**Work instruction**
Take the entries below and print, exactly, the stretch from the line containing "of the tree" through the line containing "the blue sock", both included.
### Given records
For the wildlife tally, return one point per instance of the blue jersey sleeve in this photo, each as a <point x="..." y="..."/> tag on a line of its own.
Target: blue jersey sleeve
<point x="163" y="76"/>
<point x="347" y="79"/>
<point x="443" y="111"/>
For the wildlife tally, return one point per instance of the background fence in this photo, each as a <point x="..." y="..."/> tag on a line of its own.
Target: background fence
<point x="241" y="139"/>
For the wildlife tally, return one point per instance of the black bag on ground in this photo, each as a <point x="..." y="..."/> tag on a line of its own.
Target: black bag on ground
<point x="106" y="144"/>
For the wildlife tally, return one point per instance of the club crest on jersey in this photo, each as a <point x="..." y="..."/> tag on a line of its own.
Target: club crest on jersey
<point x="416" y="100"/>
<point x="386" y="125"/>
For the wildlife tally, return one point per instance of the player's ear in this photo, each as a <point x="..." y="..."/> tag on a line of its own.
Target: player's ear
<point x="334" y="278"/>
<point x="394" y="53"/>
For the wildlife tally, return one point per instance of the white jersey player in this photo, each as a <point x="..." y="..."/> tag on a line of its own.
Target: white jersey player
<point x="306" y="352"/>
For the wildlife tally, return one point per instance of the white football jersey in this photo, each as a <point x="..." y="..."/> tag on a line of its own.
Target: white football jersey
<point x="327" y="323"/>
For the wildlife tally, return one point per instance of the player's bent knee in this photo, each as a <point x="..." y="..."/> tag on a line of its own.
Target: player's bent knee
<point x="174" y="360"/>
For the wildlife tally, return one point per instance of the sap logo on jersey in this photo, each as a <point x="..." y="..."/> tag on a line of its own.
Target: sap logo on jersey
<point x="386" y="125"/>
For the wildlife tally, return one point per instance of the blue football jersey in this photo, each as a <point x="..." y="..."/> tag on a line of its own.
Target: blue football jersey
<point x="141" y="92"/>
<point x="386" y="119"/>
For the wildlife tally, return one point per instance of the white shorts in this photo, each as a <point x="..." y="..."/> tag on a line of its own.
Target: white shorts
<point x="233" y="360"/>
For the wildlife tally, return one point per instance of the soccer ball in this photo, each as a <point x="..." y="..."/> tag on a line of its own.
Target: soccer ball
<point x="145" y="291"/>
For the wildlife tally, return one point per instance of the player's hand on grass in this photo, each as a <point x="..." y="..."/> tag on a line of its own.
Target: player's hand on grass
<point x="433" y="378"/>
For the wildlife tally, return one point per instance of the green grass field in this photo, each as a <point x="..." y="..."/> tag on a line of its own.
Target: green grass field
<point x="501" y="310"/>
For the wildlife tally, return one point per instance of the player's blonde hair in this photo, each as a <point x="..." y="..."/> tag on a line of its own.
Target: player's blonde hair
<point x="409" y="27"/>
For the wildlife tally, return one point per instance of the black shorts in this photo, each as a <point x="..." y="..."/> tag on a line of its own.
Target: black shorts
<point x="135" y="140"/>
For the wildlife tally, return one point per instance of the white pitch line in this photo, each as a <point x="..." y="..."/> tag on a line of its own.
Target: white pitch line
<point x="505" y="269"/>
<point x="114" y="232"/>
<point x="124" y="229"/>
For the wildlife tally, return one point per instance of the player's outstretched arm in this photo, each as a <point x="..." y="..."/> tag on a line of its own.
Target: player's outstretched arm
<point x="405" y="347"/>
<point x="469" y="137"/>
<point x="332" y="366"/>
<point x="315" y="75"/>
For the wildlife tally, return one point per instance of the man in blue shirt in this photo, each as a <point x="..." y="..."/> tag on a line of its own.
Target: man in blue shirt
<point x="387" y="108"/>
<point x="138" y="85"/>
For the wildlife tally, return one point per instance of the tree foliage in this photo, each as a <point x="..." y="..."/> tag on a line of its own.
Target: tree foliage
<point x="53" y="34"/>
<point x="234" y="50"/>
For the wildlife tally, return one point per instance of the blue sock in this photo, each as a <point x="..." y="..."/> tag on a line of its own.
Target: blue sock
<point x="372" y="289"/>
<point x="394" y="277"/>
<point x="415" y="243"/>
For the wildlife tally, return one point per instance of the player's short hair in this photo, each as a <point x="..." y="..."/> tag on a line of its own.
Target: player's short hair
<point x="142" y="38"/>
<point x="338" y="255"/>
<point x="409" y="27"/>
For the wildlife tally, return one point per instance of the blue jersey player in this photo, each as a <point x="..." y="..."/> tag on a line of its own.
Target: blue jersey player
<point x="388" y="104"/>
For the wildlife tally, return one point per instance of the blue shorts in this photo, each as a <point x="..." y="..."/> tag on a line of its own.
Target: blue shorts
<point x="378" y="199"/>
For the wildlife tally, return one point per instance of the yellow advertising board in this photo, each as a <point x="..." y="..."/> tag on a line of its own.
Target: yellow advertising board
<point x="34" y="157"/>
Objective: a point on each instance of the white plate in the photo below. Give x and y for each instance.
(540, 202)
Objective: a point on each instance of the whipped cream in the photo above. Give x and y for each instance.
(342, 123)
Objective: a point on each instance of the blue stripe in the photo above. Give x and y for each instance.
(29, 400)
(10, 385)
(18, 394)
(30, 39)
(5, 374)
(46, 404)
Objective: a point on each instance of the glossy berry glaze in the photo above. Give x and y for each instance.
######
**Exercise output**
For the wildlife tally, return one point per instance of the tree foliage in this photo, each as a <point x="..." y="..."/> tag on a line of its own.
Target: tree foliage
<point x="53" y="34"/>
<point x="234" y="50"/>
For the wildlife tally, return one point per instance of the blue sock in this photo, each as a <point x="..." y="..."/> tag on a line of its own.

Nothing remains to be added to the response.